▸ WHAT TO DO:
Reproduce every one of the following records verbatim, altering nothing.

Begin

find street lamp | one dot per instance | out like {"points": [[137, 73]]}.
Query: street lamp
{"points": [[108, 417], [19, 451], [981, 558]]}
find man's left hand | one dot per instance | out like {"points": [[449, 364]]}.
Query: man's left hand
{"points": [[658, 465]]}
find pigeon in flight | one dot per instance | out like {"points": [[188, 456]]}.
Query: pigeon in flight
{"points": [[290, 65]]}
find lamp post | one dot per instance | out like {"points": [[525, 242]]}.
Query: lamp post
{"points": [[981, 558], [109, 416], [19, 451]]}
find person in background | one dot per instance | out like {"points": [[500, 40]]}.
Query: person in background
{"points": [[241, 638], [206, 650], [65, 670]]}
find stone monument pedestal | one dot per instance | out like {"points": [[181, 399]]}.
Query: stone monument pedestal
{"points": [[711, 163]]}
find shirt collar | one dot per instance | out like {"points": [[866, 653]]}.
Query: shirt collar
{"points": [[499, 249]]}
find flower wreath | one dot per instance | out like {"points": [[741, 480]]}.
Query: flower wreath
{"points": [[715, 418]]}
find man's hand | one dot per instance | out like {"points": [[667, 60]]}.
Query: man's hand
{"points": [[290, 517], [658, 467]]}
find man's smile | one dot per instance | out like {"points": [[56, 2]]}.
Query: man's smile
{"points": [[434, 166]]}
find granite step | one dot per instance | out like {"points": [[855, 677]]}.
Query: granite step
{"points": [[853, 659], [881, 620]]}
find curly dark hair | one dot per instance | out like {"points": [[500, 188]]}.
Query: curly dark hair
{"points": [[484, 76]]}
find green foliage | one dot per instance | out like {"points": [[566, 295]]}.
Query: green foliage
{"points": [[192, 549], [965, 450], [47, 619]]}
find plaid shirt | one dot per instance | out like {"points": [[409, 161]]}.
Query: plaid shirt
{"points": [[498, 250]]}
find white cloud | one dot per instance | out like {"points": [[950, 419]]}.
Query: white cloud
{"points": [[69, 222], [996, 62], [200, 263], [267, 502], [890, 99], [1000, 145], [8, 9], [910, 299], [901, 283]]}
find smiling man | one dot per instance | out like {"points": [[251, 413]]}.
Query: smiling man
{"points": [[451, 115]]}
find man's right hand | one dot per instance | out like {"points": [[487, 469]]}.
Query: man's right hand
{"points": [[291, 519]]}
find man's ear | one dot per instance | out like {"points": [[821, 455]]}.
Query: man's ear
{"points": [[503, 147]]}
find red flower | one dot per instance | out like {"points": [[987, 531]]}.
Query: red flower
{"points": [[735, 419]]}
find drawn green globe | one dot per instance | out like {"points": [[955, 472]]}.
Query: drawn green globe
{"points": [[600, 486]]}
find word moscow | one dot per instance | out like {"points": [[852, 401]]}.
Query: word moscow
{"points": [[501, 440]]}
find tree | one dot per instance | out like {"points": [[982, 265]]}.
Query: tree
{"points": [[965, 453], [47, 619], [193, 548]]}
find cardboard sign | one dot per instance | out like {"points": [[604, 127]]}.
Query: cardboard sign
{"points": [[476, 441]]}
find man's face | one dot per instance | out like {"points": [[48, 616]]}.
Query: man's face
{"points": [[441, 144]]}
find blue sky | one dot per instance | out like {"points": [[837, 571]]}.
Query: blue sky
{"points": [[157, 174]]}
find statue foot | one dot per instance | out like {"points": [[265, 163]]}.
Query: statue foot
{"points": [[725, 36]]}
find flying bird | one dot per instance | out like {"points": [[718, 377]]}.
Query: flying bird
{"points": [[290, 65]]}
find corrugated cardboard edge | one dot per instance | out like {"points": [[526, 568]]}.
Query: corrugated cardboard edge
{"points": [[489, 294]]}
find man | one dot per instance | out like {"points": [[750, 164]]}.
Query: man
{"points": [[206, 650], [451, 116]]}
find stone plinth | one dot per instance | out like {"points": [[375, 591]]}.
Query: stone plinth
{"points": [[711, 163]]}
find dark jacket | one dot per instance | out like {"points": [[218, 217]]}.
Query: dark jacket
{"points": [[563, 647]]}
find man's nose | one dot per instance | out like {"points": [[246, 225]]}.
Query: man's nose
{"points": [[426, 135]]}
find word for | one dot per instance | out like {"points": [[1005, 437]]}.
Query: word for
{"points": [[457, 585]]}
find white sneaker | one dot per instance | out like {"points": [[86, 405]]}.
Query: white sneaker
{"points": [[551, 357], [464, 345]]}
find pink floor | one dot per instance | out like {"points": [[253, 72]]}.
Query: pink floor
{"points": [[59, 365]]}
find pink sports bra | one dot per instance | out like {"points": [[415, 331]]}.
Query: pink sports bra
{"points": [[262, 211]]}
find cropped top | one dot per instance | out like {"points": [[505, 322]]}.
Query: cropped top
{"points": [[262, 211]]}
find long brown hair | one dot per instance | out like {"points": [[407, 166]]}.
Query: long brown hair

End

▸ RESULT FOR THIS TASK:
find street lamp | one dot per instance | out like {"points": [[137, 73]]}.
Query: street lamp
{"points": [[108, 417], [19, 451], [981, 558]]}
find man's left hand | one dot per instance | out like {"points": [[449, 364]]}.
Query: man's left hand
{"points": [[658, 465]]}
find pigeon in flight | one dot per instance | out like {"points": [[188, 456]]}.
Query: pigeon in flight
{"points": [[290, 65]]}
find lamp post | one dot per instance | out like {"points": [[525, 242]]}.
Query: lamp post
{"points": [[981, 558], [109, 416], [19, 451]]}
find person in background | one dot per instance | out like {"points": [[500, 40]]}.
Query: person in background
{"points": [[241, 638], [206, 650], [65, 670]]}
find stone monument pedestal | one dot per instance | out like {"points": [[181, 399]]}.
Query: stone monument pedestal
{"points": [[711, 163]]}
find shirt collar | one dot per instance | out like {"points": [[866, 653]]}.
Query: shirt collar
{"points": [[499, 249]]}
find flower wreath | one dot per instance | out like {"points": [[741, 480]]}.
Query: flower wreath
{"points": [[715, 418]]}
find man's hand | one dot per instance | out like {"points": [[667, 60]]}.
Query: man's hand
{"points": [[290, 517], [658, 467]]}
find man's smile | one dot per instance | out like {"points": [[56, 2]]}.
Query: man's smile
{"points": [[434, 166]]}
find granite step | one dot per instance | out like {"points": [[855, 677]]}.
Query: granite step
{"points": [[853, 659], [881, 620]]}
find curly dark hair | one dot per instance | out like {"points": [[500, 188]]}.
Query: curly dark hair
{"points": [[484, 76]]}
find green foliage | one dot per instance | out like {"points": [[566, 295]]}.
Query: green foliage
{"points": [[192, 549], [965, 450], [47, 619]]}
find plaid shirt | one dot per instance | out like {"points": [[409, 161]]}.
Query: plaid shirt
{"points": [[498, 250]]}
find white cloud | one dot per instance | out like {"points": [[950, 419]]}.
Query: white cloud
{"points": [[69, 222], [996, 62], [200, 263], [267, 502], [890, 99], [1000, 145], [8, 9], [910, 299], [901, 283]]}
find smiling man | one dot per instance | out like {"points": [[251, 413]]}.
Query: smiling man
{"points": [[451, 115]]}
find man's right hand | one dot per instance | out like {"points": [[487, 469]]}.
Query: man's right hand
{"points": [[291, 519]]}
find man's ear | one dot per instance | out like {"points": [[821, 455]]}.
Query: man's ear
{"points": [[503, 147]]}
find red flower | one dot per instance | out like {"points": [[987, 531]]}.
Query: red flower
{"points": [[735, 419]]}
find drawn green globe | one dot per instance | out like {"points": [[955, 472]]}.
Query: drawn green globe
{"points": [[600, 486]]}
find word moscow | one dot per instance | out like {"points": [[852, 401]]}.
Query: word moscow
{"points": [[501, 440]]}
find tree | one dot per instance | out like {"points": [[982, 265]]}.
Query: tree
{"points": [[965, 453], [47, 619], [193, 548]]}
find cardboard sign | one dot per instance | out like {"points": [[604, 127]]}.
Query: cardboard sign
{"points": [[476, 441]]}
find man's face | one dot per instance | out like {"points": [[48, 616]]}.
Query: man's face
{"points": [[441, 144]]}
find blue sky | one dot per instance | out like {"points": [[837, 571]]}.
Query: blue sky
{"points": [[157, 174]]}
find statue foot | one dot per instance | out like {"points": [[265, 163]]}.
Query: statue foot
{"points": [[725, 36]]}
find flying bird | one dot per instance | out like {"points": [[718, 377]]}.
Query: flying bird
{"points": [[290, 65]]}
find corrugated cardboard edge | one dot per instance | out like {"points": [[526, 568]]}.
Query: corrugated cardboard edge
{"points": [[489, 294]]}
find man | one dot per instance | out like {"points": [[750, 164]]}.
Query: man
{"points": [[206, 650], [451, 116]]}
find stone plinth | one dot per instance | out like {"points": [[375, 591]]}.
Query: stone plinth
{"points": [[711, 163]]}
find dark jacket | one dot per instance | out like {"points": [[218, 217]]}.
Query: dark jacket
{"points": [[563, 647]]}
find man's nose | one dot per instance | out like {"points": [[246, 225]]}.
Query: man's nose
{"points": [[426, 135]]}
find word for | one dot per instance | out like {"points": [[1005, 437]]}.
Query: word for
{"points": [[457, 585]]}
find white sneaker | one dot per instance | out like {"points": [[86, 405]]}.
Query: white sneaker
{"points": [[551, 357], [464, 345]]}
find pink floor | one dot per instance | out like {"points": [[253, 72]]}.
Query: pink floor
{"points": [[59, 365]]}
find pink sports bra | one dot per instance | out like {"points": [[415, 331]]}.
Query: pink sports bra
{"points": [[262, 211]]}
find cropped top | one dot per instance | out like {"points": [[505, 322]]}.
Query: cropped top
{"points": [[262, 211]]}
find long brown hair | one dot per instance | out like {"points": [[407, 166]]}.
Query: long brown hair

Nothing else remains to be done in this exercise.